To do ->
Update the forum replies, starting with "Just had a quick" and going on through "the particular task.". Write that passage again with "video RAM" changed to "VRAM".

Extracted text ->
-=-=-
Replies (23)

Just had a quick look into this and it seems possible to do this for free. Ie to run open-source models on the Mac like LLama 2, Mistral, or Phi-2 locally using Ollama. No internet, no API keys, no limits and Apple Silicon runs them well.
Oh, you answered a reply. Primal doesn't show replies to replies by default? 🤦‍♂️
At least I have self-custodial zaps set up in Primal web now. One of these days their iOS will too... 🥂
I just run qwen3:30b-a3b with a 64k context (tweak in the modelfile) and it can do things 🤙 . Uses 43 GB
How much video RAM is needed to run a version of the models that are actually smart though? I tried the Deepseek model that fits within 8 GB of video RAM, and it was basically unusable.
next step is that llms know each other’s strengths and weaknesses, and we get them to select the best llm for the particular task.
-=-=-
(Photo-based referring expression data)
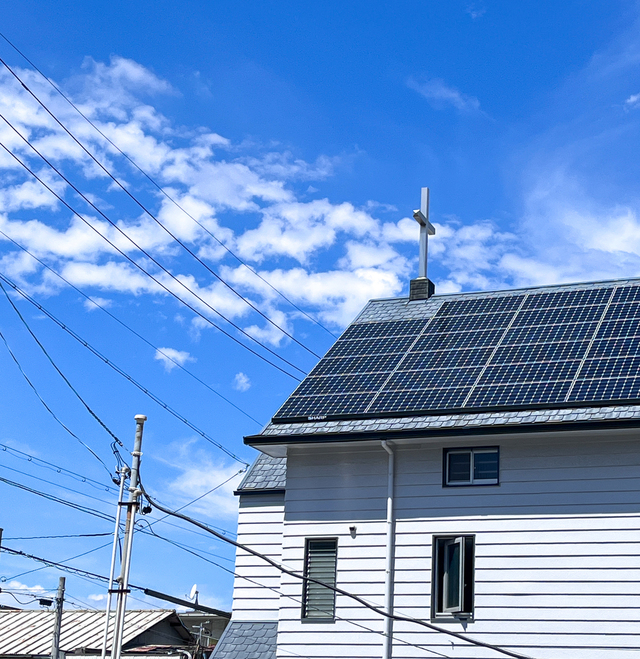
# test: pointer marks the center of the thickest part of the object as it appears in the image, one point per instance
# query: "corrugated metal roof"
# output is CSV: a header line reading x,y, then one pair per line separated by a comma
x,y
266,473
29,632
247,640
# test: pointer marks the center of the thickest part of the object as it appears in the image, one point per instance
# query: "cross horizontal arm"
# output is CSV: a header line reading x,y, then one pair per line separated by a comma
x,y
419,217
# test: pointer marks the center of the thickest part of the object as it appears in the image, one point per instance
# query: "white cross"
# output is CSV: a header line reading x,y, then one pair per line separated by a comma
x,y
426,229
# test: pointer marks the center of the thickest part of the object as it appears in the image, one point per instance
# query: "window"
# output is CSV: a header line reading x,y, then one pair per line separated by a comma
x,y
452,576
471,466
319,602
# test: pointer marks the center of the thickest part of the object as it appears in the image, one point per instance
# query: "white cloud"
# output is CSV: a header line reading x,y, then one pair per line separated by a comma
x,y
241,382
632,102
23,592
475,11
199,473
171,358
95,302
440,95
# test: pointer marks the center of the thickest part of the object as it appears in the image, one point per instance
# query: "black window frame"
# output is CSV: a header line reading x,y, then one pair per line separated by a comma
x,y
439,578
485,482
307,588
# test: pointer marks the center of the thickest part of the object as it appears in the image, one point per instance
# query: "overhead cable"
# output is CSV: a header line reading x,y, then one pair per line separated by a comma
x,y
163,191
134,332
49,465
119,229
120,371
149,213
51,412
335,589
60,373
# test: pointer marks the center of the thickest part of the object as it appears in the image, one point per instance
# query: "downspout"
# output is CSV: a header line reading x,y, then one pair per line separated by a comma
x,y
389,548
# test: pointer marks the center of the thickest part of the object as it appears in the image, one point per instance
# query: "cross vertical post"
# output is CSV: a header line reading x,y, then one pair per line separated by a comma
x,y
426,229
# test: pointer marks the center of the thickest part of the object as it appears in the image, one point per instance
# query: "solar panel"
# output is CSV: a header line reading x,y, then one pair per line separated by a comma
x,y
532,348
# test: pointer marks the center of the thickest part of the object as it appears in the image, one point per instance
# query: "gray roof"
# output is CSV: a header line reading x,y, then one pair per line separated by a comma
x,y
325,427
29,632
440,422
266,473
247,640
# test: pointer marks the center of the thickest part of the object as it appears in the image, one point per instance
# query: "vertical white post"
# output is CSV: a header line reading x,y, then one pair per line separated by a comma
x,y
424,235
57,624
388,576
132,506
116,534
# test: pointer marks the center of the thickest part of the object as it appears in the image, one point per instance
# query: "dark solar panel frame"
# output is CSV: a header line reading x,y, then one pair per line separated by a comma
x,y
497,352
360,364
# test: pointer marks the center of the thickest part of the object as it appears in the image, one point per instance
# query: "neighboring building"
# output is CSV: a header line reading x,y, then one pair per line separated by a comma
x,y
513,419
28,633
205,627
471,461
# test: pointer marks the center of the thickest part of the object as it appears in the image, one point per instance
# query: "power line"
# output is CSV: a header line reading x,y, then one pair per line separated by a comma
x,y
120,371
85,553
55,499
177,280
60,373
56,537
53,467
91,511
44,480
163,191
121,322
340,591
202,496
148,212
51,412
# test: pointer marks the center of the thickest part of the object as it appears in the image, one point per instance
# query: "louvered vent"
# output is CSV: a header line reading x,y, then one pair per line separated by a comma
x,y
320,564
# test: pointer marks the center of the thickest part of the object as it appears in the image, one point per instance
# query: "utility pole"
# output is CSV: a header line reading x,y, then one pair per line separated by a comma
x,y
57,624
124,474
132,507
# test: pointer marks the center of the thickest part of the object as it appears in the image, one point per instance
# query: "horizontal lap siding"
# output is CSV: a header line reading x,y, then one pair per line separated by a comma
x,y
557,556
257,596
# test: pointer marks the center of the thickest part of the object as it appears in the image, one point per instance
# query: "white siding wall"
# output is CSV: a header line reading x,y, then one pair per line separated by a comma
x,y
260,527
557,571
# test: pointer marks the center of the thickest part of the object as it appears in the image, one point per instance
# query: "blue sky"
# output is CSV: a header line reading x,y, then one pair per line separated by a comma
x,y
299,135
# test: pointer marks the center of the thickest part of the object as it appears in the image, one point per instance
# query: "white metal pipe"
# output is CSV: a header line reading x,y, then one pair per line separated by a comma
x,y
114,551
390,550
132,505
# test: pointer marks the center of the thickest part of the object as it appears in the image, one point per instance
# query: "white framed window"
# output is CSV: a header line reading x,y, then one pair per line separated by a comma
x,y
452,580
471,466
320,562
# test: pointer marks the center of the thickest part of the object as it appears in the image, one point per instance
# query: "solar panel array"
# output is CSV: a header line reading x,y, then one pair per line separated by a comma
x,y
514,350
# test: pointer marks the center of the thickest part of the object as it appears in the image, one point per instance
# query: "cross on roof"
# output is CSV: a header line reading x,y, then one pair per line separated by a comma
x,y
427,229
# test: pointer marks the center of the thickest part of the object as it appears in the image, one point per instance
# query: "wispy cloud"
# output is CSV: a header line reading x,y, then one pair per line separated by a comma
x,y
476,11
440,95
241,382
632,102
171,358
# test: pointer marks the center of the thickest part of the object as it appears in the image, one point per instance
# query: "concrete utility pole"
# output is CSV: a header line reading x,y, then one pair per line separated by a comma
x,y
132,507
57,624
124,474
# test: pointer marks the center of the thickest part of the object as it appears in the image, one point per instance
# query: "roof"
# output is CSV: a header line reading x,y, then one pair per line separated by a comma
x,y
546,355
247,640
29,632
265,474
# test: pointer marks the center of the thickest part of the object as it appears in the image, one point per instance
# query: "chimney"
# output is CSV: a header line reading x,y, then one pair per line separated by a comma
x,y
422,288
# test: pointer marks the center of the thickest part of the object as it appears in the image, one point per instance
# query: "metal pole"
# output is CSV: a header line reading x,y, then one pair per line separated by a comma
x,y
57,623
124,472
387,648
132,506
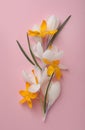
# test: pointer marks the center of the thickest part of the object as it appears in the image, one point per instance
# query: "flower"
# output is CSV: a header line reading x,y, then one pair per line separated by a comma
x,y
51,58
27,96
52,96
33,84
36,79
48,27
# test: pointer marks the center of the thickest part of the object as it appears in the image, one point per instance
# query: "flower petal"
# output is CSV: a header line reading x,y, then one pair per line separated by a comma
x,y
52,23
38,50
33,33
48,54
50,70
34,88
26,77
63,67
43,26
36,28
29,102
53,93
22,101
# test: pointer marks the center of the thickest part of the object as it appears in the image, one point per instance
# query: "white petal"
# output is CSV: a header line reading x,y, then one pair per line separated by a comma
x,y
53,93
26,77
63,67
52,23
34,88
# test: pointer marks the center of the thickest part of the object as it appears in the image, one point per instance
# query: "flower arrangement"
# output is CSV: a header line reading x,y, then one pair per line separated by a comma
x,y
43,83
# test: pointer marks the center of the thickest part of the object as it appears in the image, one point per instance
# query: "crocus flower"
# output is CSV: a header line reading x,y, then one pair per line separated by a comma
x,y
27,96
33,84
51,58
47,28
36,79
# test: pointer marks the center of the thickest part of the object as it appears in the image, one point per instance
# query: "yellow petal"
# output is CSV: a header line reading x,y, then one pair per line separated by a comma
x,y
33,95
33,33
29,103
43,26
46,61
27,85
23,93
55,63
50,70
52,32
22,101
58,73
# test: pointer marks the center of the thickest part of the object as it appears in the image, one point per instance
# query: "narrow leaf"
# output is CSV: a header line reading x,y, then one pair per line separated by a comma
x,y
59,29
45,99
22,50
33,56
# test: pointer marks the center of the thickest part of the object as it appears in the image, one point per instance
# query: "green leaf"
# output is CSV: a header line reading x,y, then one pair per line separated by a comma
-=-=-
Task response ->
Just had a quick look into this and it seems possible to do this for free. Ie to run open-source models on the Mac like LLama 2, Mistral, or Phi-2 locally using Ollama. No internet, no API keys, no limits and Apple Silicon runs them well.
Oh, you answered a reply. Primal doesn't show replies to replies by default? 🤦‍♂️
At least I have self-custodial zaps set up in Primal web now. One of these days their iOS will too... 🥂
I just run qwen3:30b-a3b with a 64k context (tweak in the modelfile) and it can do things 🤙 . Uses 43 GB
How much VRAM is needed to run a version of the models that are actually smart though? I tried the Deepseek model that fits within 8 GB of VRAM, and it was basically unusable.
next step is that llms know each other’s strengths and weaknesses, and we get them to select the best llm for the particular task.